▶ _READING PASSAGE_:
- - - -
Similar to 2D methods, 3D methods have both their advantages and disadvantages. One main advantage of 3D methods is that they can be useful for depicting complex geometries and sensor typologies. Common methods of 3D documentation for the built environment include LiDAR (Chang et al., 2003; Park et al., 2007; Puente et al., 2013; Qarib and Adeli, 2014), photogrammetry (Urbanova et al., 2015; Napolitano and Glisic, 2018), Bridge Information Modeling (BrIM) (Jafari et al., 2016; Martinez-Aires et al., 2018; Sacks et al., 2018), and Building Information Modeling (BIM) (Arayici et al., 2017; Bruno et al., 2018; Theiler et al., 2018). While these methods are capable of conveying complex geometries and sensor networks, they can be demanding for a project in terms of time, money, and data management. Similar to 2D methods, with 3D methods there are still issues connecting what is happening on site and what is in the models. This again can provide room for human error which is why it is the main point addressed in this work.
- - - -
▶ _DATASET EXCERPT_:
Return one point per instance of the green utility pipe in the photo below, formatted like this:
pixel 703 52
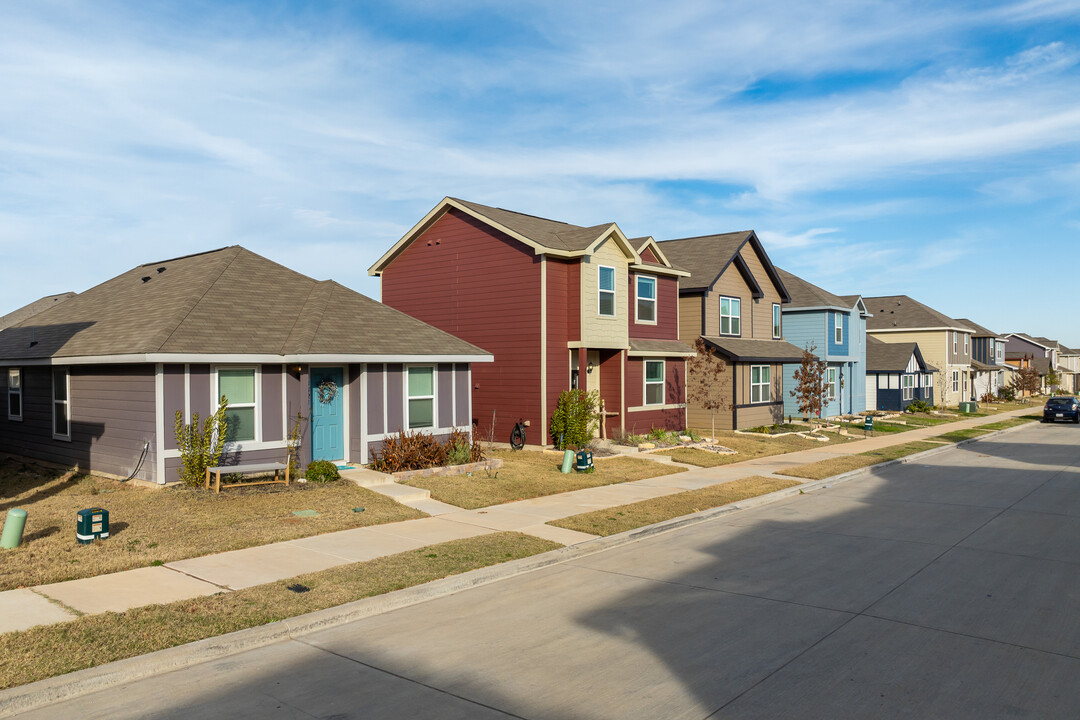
- - - -
▶ _TASK INSTRUCTIONS_:
(1) Answer these questions using the passage on 3D documentation methods, giving each answer on its own line with the same letter.
(a) What is one main advantage of 3D methods?
(b) What does the abbreviation BrIM stand for?
(c) In what three terms can 3D methods be demanding for a project?
(2) Rewrite the paragraph of the passage on 3D documentation methods that begins "Similar to 2D methods, 3D methods have" as a bulleted list that keeps its main facts.

▶ _CORRECT ANSWERS_:
(1)
(a) They can be useful for depicting complex geometries and sensor typologies.
(b) Bridge Information Modeling.
(c) Time, money, and data management.

(2)
- Like 2D methods, 3D methods have both advantages and disadvantages.
- One main advantage: they can be useful for depicting complex geometries and sensor typologies.
- Common 3D documentation methods for the built environment: LiDAR, photogrammetry, Bridge Information Modeling (BrIM), and Building Information Modeling (BIM).
- Drawback: they can be demanding for a project in time, money, and data management.
- As with 2D methods, there are still issues connecting what is happening on site with what is in the models.
- This gap leaves room for human error, which is the main point addressed in this work.